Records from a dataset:
* Start *

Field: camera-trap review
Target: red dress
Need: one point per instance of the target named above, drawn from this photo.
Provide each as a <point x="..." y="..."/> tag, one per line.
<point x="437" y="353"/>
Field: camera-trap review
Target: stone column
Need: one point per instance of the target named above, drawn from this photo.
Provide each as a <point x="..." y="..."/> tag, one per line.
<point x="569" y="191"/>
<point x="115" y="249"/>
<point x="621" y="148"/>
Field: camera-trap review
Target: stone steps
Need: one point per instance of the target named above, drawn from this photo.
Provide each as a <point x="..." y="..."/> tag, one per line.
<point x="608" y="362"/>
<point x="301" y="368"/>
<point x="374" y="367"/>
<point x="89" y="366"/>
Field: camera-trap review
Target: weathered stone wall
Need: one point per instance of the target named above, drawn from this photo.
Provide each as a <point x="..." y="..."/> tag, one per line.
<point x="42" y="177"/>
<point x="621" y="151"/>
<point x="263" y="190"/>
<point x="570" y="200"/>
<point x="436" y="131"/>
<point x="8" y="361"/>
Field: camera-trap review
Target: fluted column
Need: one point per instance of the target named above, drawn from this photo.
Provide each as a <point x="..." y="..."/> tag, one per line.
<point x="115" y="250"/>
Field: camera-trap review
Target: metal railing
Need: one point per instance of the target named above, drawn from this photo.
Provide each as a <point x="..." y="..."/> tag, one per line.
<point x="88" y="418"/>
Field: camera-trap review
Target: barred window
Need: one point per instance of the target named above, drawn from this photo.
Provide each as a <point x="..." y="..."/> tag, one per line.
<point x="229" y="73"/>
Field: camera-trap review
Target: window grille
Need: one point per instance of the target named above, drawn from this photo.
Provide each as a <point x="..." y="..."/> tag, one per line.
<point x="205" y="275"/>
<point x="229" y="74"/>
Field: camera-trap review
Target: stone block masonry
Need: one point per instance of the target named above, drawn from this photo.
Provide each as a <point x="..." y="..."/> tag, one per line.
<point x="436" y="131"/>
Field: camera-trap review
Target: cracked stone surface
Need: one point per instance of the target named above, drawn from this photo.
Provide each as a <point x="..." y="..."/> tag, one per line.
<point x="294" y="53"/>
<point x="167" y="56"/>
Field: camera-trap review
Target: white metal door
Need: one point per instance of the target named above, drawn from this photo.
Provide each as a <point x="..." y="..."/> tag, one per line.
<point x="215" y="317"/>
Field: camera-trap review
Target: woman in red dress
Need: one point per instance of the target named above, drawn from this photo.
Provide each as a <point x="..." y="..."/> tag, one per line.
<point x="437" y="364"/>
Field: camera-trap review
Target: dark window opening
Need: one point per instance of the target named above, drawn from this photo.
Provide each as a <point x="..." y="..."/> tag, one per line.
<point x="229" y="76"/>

* End *

__Your goal__
Output each entry precisely as given.

__Finished answer__
Field: camera-trap review
Target: red dress
Need: one point per instance of the target named above, drawn from this photo.
Provide each as a <point x="..." y="..."/> tag, one per line.
<point x="437" y="353"/>
Field: camera-trap review
Target: stone column
Need: one point per instance of the target named above, drawn from this photo.
Provide each as a <point x="..." y="..."/> tag, one per line.
<point x="569" y="191"/>
<point x="115" y="249"/>
<point x="621" y="148"/>
Field: camera-trap review
Target: stone steps
Need: one point per instance of the target named above, drawn from this photo.
Provide each as a <point x="..." y="..."/> tag, one per line.
<point x="608" y="362"/>
<point x="301" y="368"/>
<point x="374" y="367"/>
<point x="89" y="366"/>
Field: camera-trap review
Target: weathered stone wall
Need: one point per instance of the target named above, drawn from this photo.
Provide each as a <point x="..." y="..."/> tag, one per line.
<point x="42" y="177"/>
<point x="621" y="151"/>
<point x="263" y="190"/>
<point x="570" y="200"/>
<point x="436" y="131"/>
<point x="8" y="361"/>
Field: camera-trap review
Target: fluted column
Need: one point per instance of the target named above, drawn from this photo.
Provide each as a <point x="..." y="..."/> tag, one per line.
<point x="115" y="250"/>
Field: camera-trap review
Target: metal railing
Need: one point per instance of the target named above, drawn from this photo.
Provide each as a <point x="..." y="..."/> tag, one per line.
<point x="88" y="418"/>
Field: camera-trap review
Target: barred window
Need: one point per instance of the target named above, drawn from this photo.
Provide each as a <point x="..." y="..."/> tag, one per line.
<point x="229" y="73"/>
Field: camera-trap review
Target: window grille
Need: one point per instance of the target named above, drawn from this photo.
Provide each as a <point x="..." y="..."/> tag, one per line.
<point x="205" y="275"/>
<point x="229" y="74"/>
Field: camera-trap review
Target: stone block masonry
Need: one point per instance of the target named above, drawn from this photo.
Provide each as a <point x="..." y="..."/> tag, one per line.
<point x="436" y="131"/>
Field: camera-trap review
Target: cracked stone surface
Need: one point per instance of the target named above, drawn from this photo.
Provide each as a <point x="..." y="..."/> tag, one per line.
<point x="294" y="53"/>
<point x="167" y="56"/>
Field: camera-trap review
Target: white metal door
Need: one point per instance of the target named above, drawn from this photo.
Provide each as a <point x="..." y="..."/> tag, one per line.
<point x="215" y="317"/>
Field: camera-trap review
Target: woman in red dress
Need: one point per instance of the target named above, drawn from this photo.
Provide each as a <point x="..." y="..."/> tag, one per line.
<point x="437" y="364"/>
Field: camera-trap review
Target: dark window opening
Need: one point per instance of the target named above, drawn from this photo.
Provide each as a <point x="..." y="..."/> tag, one per line.
<point x="229" y="76"/>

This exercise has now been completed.